• **Task description**
Can you transcribe every entry word for word, skipping the images?

* BEGIN Given records *

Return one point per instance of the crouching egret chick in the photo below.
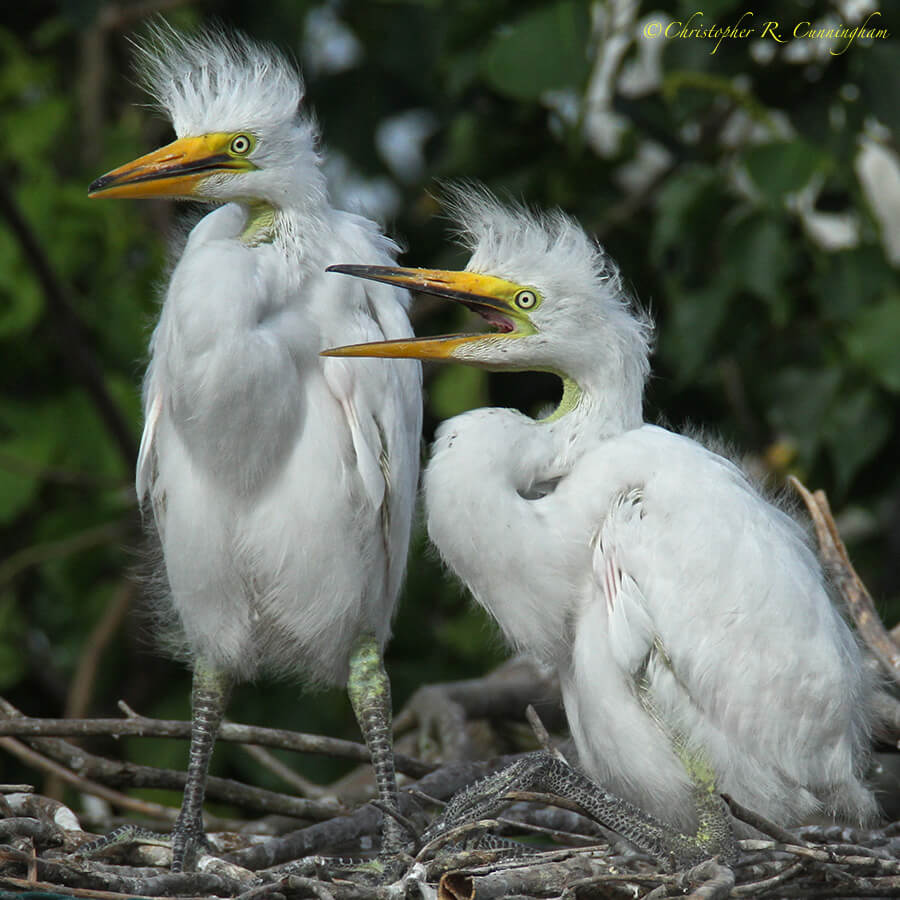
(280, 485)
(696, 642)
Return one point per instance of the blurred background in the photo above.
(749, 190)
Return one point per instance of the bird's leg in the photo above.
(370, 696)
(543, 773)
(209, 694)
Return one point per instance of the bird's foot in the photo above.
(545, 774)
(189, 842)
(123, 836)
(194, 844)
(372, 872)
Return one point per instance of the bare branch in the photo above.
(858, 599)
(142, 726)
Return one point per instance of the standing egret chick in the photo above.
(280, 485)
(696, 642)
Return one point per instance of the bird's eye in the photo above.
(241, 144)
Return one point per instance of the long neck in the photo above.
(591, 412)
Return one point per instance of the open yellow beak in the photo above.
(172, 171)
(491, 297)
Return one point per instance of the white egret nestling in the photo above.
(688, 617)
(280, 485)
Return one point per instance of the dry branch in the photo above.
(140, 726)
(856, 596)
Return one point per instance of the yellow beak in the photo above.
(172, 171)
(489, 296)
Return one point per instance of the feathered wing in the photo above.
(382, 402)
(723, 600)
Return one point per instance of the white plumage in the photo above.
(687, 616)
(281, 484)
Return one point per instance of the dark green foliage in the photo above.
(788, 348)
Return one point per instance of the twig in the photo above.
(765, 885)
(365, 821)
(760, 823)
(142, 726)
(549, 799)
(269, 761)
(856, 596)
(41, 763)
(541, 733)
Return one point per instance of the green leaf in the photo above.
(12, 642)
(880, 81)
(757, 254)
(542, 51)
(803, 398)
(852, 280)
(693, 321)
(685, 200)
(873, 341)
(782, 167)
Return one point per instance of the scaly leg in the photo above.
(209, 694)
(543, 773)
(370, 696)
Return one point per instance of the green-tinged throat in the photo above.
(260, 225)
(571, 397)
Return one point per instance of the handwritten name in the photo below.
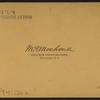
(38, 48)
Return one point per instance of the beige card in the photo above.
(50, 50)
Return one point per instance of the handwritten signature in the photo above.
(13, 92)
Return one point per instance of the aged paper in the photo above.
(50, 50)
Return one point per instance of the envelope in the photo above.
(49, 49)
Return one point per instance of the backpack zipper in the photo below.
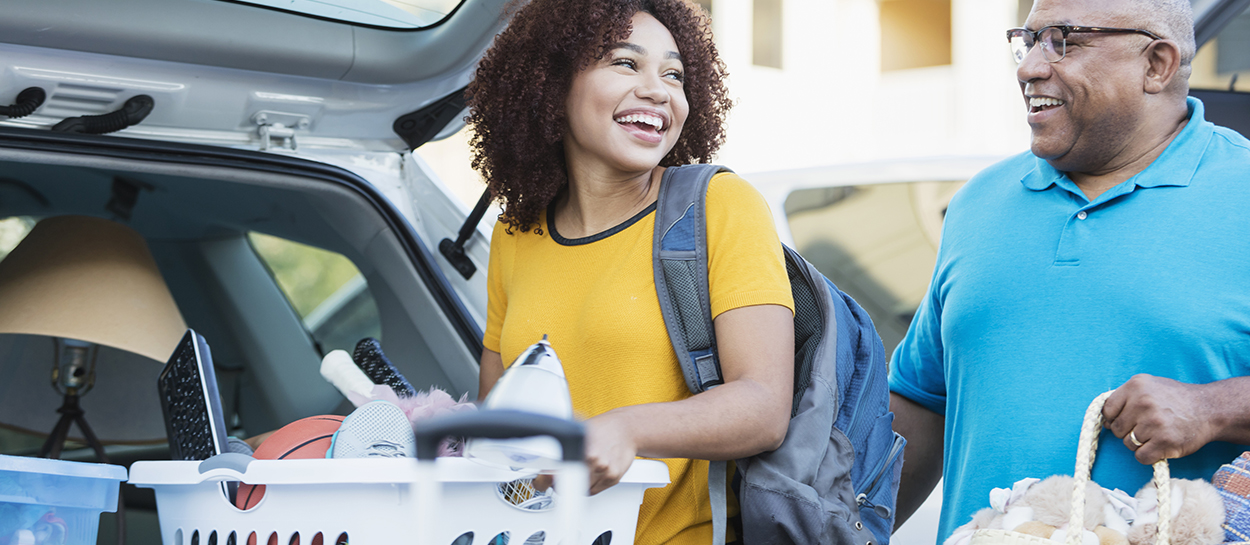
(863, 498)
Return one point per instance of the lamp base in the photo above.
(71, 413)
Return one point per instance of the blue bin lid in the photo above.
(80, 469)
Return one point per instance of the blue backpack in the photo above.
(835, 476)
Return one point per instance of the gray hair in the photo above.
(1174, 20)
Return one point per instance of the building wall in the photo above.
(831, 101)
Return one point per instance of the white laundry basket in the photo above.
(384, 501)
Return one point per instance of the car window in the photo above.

* END Given records *

• **Answer in full**
Return one point per instance of the crouching egret chick in the photo below.
(280, 485)
(696, 642)
Return one point per instance of the blurred background in the photo above.
(749, 190)
Return one point per instance of the bird's leg in the photo above.
(370, 696)
(543, 773)
(209, 694)
Return one point per instance of the bird's foot in the photo above.
(545, 774)
(189, 842)
(123, 836)
(194, 844)
(372, 872)
Return one point per instance of the bare branch in the photo above.
(858, 599)
(142, 726)
Return one point per instance of the standing egret chick in the photo above.
(280, 485)
(696, 642)
Return one point per instance of the bird's eye in the photo above.
(241, 144)
Return one point per instance of the long neck in the photo above.
(591, 412)
Return one point per instance of the open yellow beak in the photo above.
(172, 171)
(491, 297)
Return one point per instance of the white egret nestling in the photo above.
(688, 617)
(280, 485)
Return one point per instance of the dry branch in the photo above.
(140, 726)
(856, 596)
Return one point per instance of the yellow beak in the photo above.
(172, 171)
(489, 296)
Return one point per instance of the feathered wing in the photo above.
(382, 402)
(723, 600)
Return one point per instance of the white plumage in the photo above.
(687, 616)
(281, 484)
Return one point per instance of the dark green foliage in the photo above.
(788, 348)
Return one point per instance of the twig in the photo above.
(765, 885)
(365, 821)
(760, 823)
(142, 726)
(549, 799)
(269, 761)
(856, 596)
(41, 763)
(541, 733)
Return one point per instance of the green leaf in the photo above.
(12, 642)
(880, 81)
(757, 254)
(542, 51)
(803, 398)
(852, 280)
(693, 321)
(685, 200)
(873, 341)
(782, 167)
Return one point per instance of the scaly leg in the photo above.
(209, 694)
(543, 773)
(370, 696)
Return one point per instance of the green-tinged throat in the photo above.
(260, 225)
(571, 397)
Return one point per instance of the handwritten name in the photo below.
(38, 48)
Return one point per instance of the beige card in the photo above.
(50, 50)
Return one point per instance of the handwritten signature in the photo above.
(13, 92)
Return one point per instance of the aged paper in the photo above.
(50, 50)
Return one point per instance of the envelope in the photo above.
(49, 49)
Return one point per instance of the backpack zipper in the photo below.
(863, 498)
Return one point per instance of the lamp base in the photo above.
(71, 413)
Return one point per instance of the blue bin lid in the photo above.
(80, 469)
Return one point per instance of the blue backpack in the photo above.
(835, 476)
Return one point per instance of the gray hair in the photo above.
(1174, 20)
Return one point per instance of the building wall in the photo above.
(831, 101)
Return one point per instance of the white laundry basket in the photo above.
(384, 501)
Return one point per instance of the car window in the photo above.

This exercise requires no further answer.